====== Source data ======

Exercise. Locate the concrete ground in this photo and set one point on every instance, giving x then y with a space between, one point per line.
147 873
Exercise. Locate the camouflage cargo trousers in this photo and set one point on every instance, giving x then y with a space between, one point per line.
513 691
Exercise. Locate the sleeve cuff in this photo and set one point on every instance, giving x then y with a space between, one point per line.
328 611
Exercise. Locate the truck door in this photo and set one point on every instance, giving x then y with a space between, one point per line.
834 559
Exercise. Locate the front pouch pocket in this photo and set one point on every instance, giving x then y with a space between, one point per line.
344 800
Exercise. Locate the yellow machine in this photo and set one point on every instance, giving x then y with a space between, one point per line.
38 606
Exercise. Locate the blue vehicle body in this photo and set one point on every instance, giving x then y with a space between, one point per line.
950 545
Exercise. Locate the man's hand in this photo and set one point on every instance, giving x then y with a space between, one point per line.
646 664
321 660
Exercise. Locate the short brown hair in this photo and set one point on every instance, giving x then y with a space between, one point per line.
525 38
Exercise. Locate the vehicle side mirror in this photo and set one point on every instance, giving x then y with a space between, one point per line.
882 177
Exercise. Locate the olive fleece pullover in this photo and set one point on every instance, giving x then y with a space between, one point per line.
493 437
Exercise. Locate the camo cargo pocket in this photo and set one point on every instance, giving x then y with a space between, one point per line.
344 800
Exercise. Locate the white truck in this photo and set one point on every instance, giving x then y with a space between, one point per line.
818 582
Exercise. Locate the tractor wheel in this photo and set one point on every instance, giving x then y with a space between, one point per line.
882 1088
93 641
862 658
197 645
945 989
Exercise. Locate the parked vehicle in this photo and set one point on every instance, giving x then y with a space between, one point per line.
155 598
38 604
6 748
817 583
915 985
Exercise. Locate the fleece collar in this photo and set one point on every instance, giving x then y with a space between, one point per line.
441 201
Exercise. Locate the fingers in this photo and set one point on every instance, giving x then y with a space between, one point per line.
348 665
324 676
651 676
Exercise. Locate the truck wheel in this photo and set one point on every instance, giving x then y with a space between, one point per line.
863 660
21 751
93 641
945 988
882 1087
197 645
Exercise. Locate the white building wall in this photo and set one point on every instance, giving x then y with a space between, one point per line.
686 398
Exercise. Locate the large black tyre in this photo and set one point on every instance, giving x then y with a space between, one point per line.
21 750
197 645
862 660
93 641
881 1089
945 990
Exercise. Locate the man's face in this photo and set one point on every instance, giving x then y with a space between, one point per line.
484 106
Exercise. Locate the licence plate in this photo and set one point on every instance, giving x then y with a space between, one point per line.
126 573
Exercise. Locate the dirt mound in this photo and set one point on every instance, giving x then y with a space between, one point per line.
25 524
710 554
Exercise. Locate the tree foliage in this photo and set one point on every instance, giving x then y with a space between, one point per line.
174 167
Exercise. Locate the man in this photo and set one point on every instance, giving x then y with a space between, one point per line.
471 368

======

What to work on:
Write out every line of the records exactly.

Answer to this exercise:
Exercise. Locate the concrete ground in this photo and set one point on every instance, giving x then y with a space between, one point per line.
147 873
Exercise. Locate the camouflage cargo trousers in this photo and set one point on every instance, giving x then y with a space between, one point per line.
513 691
Exercise. Locate the sleeve cuff in this photo and set one point on every instance, giving x then y with a space between, one point per line.
328 611
Exercise. Locate the truck door in this photo and set one point on every instance, giving x then y with a space between, one point per line.
834 559
Exercise. Locate the front pouch pocket in this photo and set one point on every instance, giving x then y with a space between, one point per line.
344 800
Exercise. Locate the yellow machine in this photo and set one point on every instance, giving x then y with a space between, one point per line.
38 606
Exercise. Locate the blue vehicle body in this photo and set one point on every instance, giving x then y with a space between, one point per line.
950 545
Exercise. Locate the man's hand in this photo and set one point on every instance, giving x then y with a space between, one point per line.
646 664
321 660
Exercise. Locate the short brown hair in this photo and set one point on every instance, giving x then y with a space between, one point per line.
525 38
Exercise. Locate the vehicle side mirror in this photo and set one point on every instance, giving x then y with a space between, one point per line.
882 177
Exercise. Locate the olive fleece pullover in this photo and set one point on every instance, giving x then y with a space between, one point per line.
493 437
Exercise. Locate the camo cargo pocket in this photo and set one point on every instance, giving x then y with a space between, one point per line.
344 800
Exercise. Locate the white truck in this photo and set one point on every instance, giving x then y with a space between, one point per line.
818 582
Exercise. Locate the tractor wheel in this photo and set one point on every instance, giving x then y with a space between, one point per line.
882 1088
93 641
862 658
197 645
945 989
Exercise. Locate the parked vehicle in this photo and set one point on every instance, giving x then y with a space between, one point per line.
155 598
38 604
6 748
817 583
915 985
Exercise. Locate the fleece collar in this photo and set one point on every instance, giving x then y with a space between, one point per line.
441 201
Exercise. Locate the fingers in this photo and set one point on every instance, giving x then y with a space between, one point per line.
348 665
324 676
651 676
Exercise. Locate the truck wheel in this photo and set one point on every instance, giving x then y with a space between, one point per line.
863 660
21 751
93 641
945 988
882 1087
197 645
Exercise. Locate the white building wall in this photo and set one point on every instance, giving x then y with a space between, one point per line.
686 398
Exercise. Locate the large black tyre in this photo and set one point on every instance, giving x then y with a space between, one point per line.
21 750
197 645
862 660
93 641
881 1089
945 990
Exercise. Locate the man's face in this photo and set one point on every instance, giving x then y with a space between, one point per line.
484 106
Exercise. Locate the licence plate in this photo and set one point on every instance, giving x then y with a space between, one point per line.
126 573
Exercise. Locate the dirt mound in this photo and set one point on every instance, giving x then y with a space between, one point per line.
25 524
710 554
Exercise. Locate the tree foliage in this photo and set one point on every instance, giving x then y with a space between, one point per line.
174 167
Exercise. Locate the man in this photo and set one point on every instance, giving x then y with a space between, one point per line.
471 368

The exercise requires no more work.